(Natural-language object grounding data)
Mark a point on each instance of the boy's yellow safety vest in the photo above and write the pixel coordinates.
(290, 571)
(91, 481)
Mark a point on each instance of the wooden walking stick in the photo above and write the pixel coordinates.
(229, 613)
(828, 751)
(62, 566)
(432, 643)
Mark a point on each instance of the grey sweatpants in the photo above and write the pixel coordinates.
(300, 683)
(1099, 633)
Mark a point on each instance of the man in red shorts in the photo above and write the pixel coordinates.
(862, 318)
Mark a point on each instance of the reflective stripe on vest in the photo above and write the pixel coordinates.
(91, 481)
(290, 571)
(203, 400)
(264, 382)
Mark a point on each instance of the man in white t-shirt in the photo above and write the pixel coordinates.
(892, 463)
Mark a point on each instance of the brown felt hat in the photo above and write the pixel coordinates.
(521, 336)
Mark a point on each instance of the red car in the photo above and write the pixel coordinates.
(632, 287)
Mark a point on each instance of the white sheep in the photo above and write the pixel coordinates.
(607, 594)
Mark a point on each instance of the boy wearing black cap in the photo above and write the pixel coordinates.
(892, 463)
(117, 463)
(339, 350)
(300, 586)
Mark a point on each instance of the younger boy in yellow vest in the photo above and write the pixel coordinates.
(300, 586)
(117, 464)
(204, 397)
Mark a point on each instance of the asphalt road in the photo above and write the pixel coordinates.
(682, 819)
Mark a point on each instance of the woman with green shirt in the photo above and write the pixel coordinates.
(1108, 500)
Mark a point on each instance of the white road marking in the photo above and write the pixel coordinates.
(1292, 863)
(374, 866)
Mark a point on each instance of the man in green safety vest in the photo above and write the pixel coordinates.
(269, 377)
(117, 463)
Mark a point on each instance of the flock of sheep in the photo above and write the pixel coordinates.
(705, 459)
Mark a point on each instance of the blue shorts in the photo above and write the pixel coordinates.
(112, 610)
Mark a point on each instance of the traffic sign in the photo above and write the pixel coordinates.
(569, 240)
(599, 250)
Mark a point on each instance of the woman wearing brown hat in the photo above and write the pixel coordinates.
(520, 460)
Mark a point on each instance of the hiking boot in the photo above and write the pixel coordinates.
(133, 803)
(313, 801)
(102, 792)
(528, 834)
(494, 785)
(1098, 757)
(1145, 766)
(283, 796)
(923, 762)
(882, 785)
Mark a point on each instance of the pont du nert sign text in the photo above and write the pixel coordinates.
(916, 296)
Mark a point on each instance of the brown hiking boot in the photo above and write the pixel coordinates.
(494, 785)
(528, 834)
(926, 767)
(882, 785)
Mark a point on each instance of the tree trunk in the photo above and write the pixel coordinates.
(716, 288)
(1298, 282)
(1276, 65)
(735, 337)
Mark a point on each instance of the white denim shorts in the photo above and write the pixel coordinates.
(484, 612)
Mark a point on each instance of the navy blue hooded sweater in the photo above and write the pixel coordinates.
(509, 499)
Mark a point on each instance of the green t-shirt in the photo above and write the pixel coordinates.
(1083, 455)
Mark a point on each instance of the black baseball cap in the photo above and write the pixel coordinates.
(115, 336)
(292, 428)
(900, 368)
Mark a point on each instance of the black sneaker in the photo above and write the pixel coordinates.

PROBLEM TO SOLVE: Copy every record exactly.

RESPONSE TO THIS TASK:
Mark a point on each instance of the boy's yellow safety vest in the photo above and write the pixel coordinates.
(290, 571)
(91, 481)
Mark a point on each instance of the wooden walking stick in the photo above and write the pixel coordinates.
(229, 613)
(828, 751)
(62, 566)
(432, 643)
Mark a point on each instance of the grey sweatpants in the photo above and write the pixel coordinates.
(300, 683)
(1099, 633)
Mark a point on each instance of the man in red shorts in the photo above and write the pixel coordinates.
(862, 318)
Mark a point on each instance of the reflective stripe on vest in the photo above and write the pixel coordinates.
(91, 481)
(290, 571)
(203, 400)
(264, 382)
Mark a point on each instance of the man in white t-shirt in the photo above and write the pixel coordinates.
(892, 463)
Mark a point on each instance of the brown felt hat in the photo above and write the pixel coordinates.
(521, 336)
Mark a point on each instance of the red car in the photo above and write the pixel coordinates.
(632, 287)
Mark a point on each instance of the white sheep in the photo above and write the pixel coordinates.
(607, 594)
Mark a point on each instance of the boy wearing black cap in the photo above and write the pixel coordinates.
(892, 463)
(117, 463)
(339, 350)
(300, 586)
Mark a point on each instance of the younger boy in yellow vest in the photo above and write the pixel coordinates.
(300, 586)
(117, 464)
(204, 397)
Mark a point on each instance of the asphalt road in the photo above and write the pixel coordinates.
(682, 819)
Mark a point on each instance of the woman with green shirt in the photo above and write the pixel coordinates.
(1108, 500)
Mark a point on each instance of the white road marking in the photo above and write the pixel coordinates.
(1292, 863)
(374, 866)
Mark a point on each instance of the man in green safety vest in the photo above and write the pixel coordinates.
(269, 377)
(117, 463)
Mark a point on each instance of the flock of sheep in the photo above and write the pixel coordinates.
(705, 459)
Mark a point on each instance of the blue shorts in the photo above and write the pixel coordinates.
(112, 610)
Mark a point on each instance of the traffic sign in the photo above and write the pixel coordinates.
(569, 240)
(599, 250)
Mark a point on each instance of the woman wearing brown hat in the photo above and write the pixel coordinates.
(520, 460)
Mark a point on each instance of the hiking boot in the photo above and write the pixel coordinates.
(133, 803)
(313, 801)
(102, 792)
(528, 834)
(494, 785)
(1098, 757)
(1145, 766)
(283, 796)
(923, 762)
(882, 785)
Mark a point on each instance of the pont du nert sign text in the photo above and write the pixel coordinates.
(916, 296)
Mark a point on each instance of the brown hiking boot in the photo above and write the pixel coordinates.
(494, 785)
(528, 834)
(926, 767)
(882, 785)
Mark a point on each instance of the tree trunk in the photo above and write the pixel coordinates.
(716, 288)
(1298, 282)
(1276, 65)
(735, 337)
Mark a point on each instance of the white denim shorts in the photo above and write the pixel coordinates.
(484, 612)
Mark a point on each instance of the navy blue hooded sweater in the photo above and write the pixel coordinates.
(509, 499)
Mark a point on each instance of the green t-shirt in the photo above and write the pixel coordinates.
(1083, 455)
Mark a point on each instance of the black baseball cap in the photo above and write the pixel coordinates.
(115, 336)
(292, 428)
(900, 368)
Mark a point on each instance of the black sneaker in the photo above and write the pixel coordinates.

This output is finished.